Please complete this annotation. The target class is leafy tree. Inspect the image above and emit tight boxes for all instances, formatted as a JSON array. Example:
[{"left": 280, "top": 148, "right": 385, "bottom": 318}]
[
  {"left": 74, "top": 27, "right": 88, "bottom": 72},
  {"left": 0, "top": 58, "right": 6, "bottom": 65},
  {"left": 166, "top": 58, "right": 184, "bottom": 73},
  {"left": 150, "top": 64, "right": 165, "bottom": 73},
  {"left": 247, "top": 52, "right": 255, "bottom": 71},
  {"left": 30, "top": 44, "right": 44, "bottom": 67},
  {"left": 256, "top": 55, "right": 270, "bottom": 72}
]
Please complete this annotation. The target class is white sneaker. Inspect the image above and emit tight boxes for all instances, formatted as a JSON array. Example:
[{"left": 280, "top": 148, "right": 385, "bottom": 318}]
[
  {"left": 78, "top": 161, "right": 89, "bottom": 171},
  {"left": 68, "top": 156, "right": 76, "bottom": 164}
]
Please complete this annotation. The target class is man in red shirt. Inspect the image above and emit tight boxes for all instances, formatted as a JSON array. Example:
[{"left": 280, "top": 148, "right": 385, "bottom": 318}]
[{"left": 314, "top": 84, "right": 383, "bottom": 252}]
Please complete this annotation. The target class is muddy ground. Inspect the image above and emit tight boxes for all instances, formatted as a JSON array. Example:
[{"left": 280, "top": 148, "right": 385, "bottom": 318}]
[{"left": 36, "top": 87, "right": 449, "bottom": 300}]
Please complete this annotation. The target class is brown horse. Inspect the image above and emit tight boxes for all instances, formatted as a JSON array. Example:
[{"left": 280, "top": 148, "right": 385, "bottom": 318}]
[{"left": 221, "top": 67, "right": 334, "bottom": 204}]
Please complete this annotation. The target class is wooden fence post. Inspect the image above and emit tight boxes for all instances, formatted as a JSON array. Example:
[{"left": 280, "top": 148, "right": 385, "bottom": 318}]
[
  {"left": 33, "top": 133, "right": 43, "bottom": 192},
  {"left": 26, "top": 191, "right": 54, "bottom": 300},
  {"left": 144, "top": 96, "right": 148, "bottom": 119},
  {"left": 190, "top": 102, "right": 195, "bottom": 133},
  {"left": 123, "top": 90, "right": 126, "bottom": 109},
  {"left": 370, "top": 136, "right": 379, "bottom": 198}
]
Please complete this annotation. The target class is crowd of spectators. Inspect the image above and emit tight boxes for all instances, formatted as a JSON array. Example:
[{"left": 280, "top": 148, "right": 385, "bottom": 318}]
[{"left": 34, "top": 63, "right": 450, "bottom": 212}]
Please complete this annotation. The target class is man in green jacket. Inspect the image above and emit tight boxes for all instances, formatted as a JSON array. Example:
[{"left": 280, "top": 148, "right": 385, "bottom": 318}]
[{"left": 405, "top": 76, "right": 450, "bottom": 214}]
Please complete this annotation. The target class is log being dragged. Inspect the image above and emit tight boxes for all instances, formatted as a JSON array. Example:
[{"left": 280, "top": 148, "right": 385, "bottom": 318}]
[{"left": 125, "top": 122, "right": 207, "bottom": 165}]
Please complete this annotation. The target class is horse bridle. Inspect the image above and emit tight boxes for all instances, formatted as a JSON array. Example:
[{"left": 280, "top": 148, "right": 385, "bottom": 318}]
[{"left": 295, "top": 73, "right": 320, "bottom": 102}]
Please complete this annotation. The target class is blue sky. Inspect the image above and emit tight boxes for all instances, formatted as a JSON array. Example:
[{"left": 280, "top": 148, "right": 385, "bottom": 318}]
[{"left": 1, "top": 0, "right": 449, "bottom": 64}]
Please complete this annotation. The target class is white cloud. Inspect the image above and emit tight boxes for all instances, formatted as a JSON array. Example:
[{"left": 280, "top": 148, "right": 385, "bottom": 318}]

### [What to work on]
Show the lines from the data above that contain the string "white".

### [Written solution]
Please complete this annotation. The target class is white sneaker. Inspect the image above and emit tight boxes for all instances, formatted as a JSON array. Example:
Please complete this annotation. The target class is white cloud. Inspect the image above and emit tight boxes for all instances, formatted as a JSON array. Example:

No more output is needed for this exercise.